== Work instructions ==
Where the word "window" occurs in a line of the data, return the whole line.
──────────────────────────────
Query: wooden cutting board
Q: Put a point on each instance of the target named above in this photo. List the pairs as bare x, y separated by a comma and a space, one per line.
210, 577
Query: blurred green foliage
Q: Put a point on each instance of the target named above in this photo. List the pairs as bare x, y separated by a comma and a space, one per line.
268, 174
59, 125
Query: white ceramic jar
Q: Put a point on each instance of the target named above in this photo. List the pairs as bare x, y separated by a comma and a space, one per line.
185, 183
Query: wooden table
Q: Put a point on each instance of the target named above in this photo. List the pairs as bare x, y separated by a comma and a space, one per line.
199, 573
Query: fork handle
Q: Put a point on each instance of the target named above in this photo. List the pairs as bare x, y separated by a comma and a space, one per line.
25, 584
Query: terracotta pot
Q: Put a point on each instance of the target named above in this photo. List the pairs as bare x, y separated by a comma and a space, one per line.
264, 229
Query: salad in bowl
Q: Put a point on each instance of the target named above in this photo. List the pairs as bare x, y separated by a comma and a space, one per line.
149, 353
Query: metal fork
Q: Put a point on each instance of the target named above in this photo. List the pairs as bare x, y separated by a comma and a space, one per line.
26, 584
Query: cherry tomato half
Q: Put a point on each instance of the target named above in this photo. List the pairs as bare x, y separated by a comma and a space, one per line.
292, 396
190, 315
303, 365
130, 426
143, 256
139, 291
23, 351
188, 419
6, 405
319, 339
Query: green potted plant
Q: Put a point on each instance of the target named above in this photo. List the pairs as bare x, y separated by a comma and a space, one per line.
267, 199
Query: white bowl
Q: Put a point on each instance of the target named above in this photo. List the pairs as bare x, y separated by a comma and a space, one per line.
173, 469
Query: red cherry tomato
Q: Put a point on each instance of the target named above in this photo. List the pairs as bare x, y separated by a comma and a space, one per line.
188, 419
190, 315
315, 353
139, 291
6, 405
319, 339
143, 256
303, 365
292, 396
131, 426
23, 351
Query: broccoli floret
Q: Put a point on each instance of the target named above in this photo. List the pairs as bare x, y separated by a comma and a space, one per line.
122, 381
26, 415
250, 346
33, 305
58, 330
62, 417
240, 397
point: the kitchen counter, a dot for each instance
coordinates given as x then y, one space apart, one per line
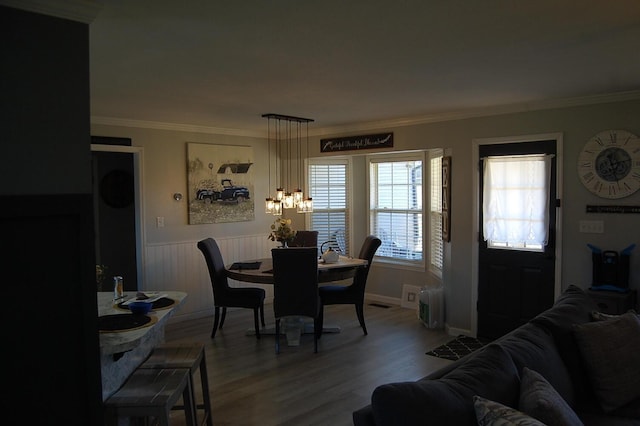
121 352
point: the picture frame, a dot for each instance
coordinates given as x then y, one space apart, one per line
220 183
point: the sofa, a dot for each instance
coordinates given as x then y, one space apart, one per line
569 365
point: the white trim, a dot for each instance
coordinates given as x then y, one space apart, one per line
189 128
75 10
481 112
138 174
475 209
384 124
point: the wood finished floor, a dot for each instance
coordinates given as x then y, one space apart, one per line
251 385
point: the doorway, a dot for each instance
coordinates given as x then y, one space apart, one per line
117 215
514 284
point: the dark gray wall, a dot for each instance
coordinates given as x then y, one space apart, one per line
50 337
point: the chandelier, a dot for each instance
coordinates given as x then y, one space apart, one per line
286 137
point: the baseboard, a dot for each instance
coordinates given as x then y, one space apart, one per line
382 299
453 331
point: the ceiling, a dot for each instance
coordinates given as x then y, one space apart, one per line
222 64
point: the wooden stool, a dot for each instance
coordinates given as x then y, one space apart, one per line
152 393
188 356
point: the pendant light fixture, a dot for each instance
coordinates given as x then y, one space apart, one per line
286 133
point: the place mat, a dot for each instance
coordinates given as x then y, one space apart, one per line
162 303
246 265
457 348
124 322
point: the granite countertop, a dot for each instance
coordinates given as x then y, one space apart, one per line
122 341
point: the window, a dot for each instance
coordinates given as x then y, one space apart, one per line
516 201
329 188
435 207
395 206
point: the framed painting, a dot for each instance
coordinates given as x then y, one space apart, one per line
220 180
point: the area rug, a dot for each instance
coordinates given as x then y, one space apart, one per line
457 348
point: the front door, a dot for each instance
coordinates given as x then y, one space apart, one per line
514 285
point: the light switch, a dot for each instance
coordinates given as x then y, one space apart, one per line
592 226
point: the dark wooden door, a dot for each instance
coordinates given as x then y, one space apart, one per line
515 285
115 216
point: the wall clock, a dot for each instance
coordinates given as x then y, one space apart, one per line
609 164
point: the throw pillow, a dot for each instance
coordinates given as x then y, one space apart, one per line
491 413
601 316
540 400
610 351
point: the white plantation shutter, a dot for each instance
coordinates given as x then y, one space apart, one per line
328 184
396 214
435 225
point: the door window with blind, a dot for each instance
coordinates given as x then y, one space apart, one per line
329 188
396 213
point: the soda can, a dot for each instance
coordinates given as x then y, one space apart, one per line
118 288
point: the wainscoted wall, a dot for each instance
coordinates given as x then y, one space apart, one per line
181 266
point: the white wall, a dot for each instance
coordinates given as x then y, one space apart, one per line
165 173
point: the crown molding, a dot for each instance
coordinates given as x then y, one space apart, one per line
75 10
391 123
481 112
110 121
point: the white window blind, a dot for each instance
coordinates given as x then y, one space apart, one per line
516 201
396 206
328 185
435 226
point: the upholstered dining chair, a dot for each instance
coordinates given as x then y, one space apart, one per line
295 287
353 294
225 296
305 239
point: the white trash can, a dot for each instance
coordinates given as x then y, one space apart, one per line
431 307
──────────────────────────────
== Exercise output ==
point: the window, a dot for each instance
point: the door window with blind, a dot for each instance
point: the white window blind, a dot for each instance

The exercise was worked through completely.